**Texto de origem:**
-*-*-
Marcelo trouxe à baila esse velho poema para destacar sua triste atualidade. Falávamos sobre isso nos anos 1980, quando vieram à tona denúncias contra madeireiros, garimpeiros e mineradoras invadindo as terras demarcadas, com consequências trágicas sobre a cultura e a própria sobrevivência dos ianomâmi. Neste momento, os noticiários voltam ao assunto, exibindo imagens de crianças esquálidas, homens e mulheres de faces encovadas, às margens de rios contaminados e destroços das florestas arrasadas, as mesmas que tocaram nossos corações no passado. Para os ianomâmi, a lei enunciada por Lavoisier se contradiz: tudo se perde, nada se transforma.
-*-*-
**Dados apresentados:**
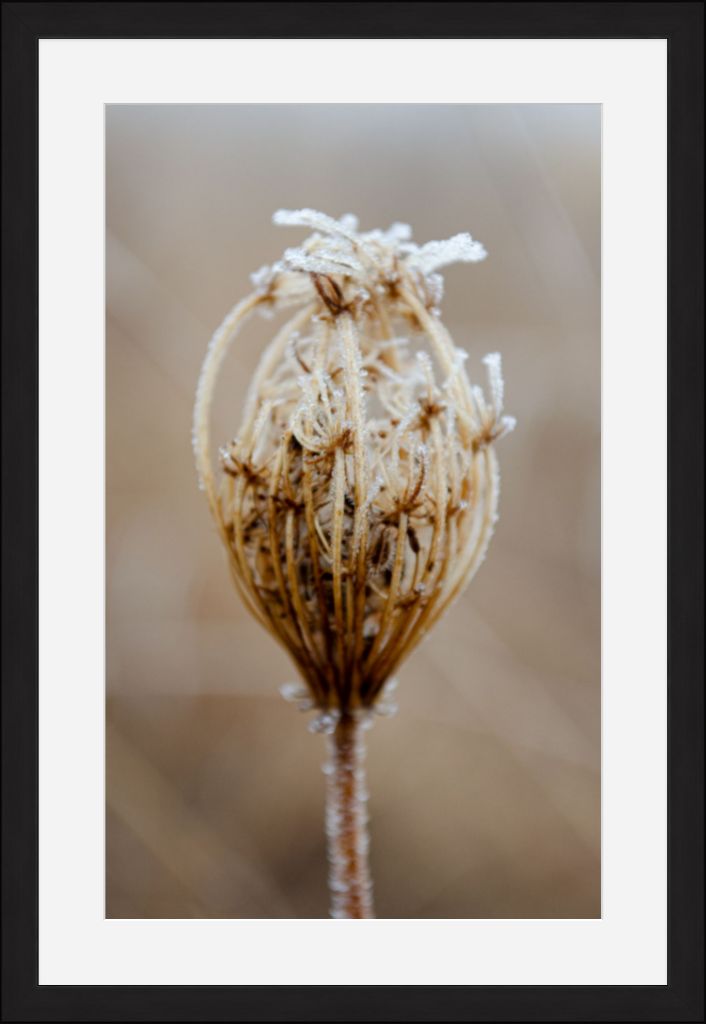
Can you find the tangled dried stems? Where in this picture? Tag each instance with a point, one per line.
-*-*-
**Pedido A:**
De acordo com o texto de origem, em que década vieram à tona as denúncias contra madeireiros, garimpeiros e mineradoras que invadiam as terras demarcadas?
**Pedido B:**
Dê prosseguimento ao texto de origem sobre os ianomâmi, começando logo após a última frase apresentada.
A listagem vem de uma fonte diferente da do texto de origem.

**Resposta escrita A:**
Nos anos 1980.

**Resposta escrita B:**
Ailton Krenak, voz maiúscula dos povos indígenas, denuncia a dificuldade de convivência entre dois mundos “que têm tanta origem comum, mas que se descolaram a ponto de termos hoje, num extremo, gente que precisa viver de um rio e, no outro, gente que consome rios como recurso”. De um lado, comunidades cuja relação com a natureza adota práticas de antigos povos caçadores e coletores e, de outro, gente que, conforme afirma Krenak, gasta “toda a força da Terra para suprir a sua demanda de mercadorias, segurança e consumo”. Assistimos ao conflito entre essas duas concepções distintas de mundo em diversos momentos da história humana e o resultado é inevitavelmente o mesmo: a derrota daqueles apontados como “inimigos do progresso”, mesmo que a concepção de progresso inclua a pérfida mistura de ambição desenfreada, desrespeito à diversidade e violência.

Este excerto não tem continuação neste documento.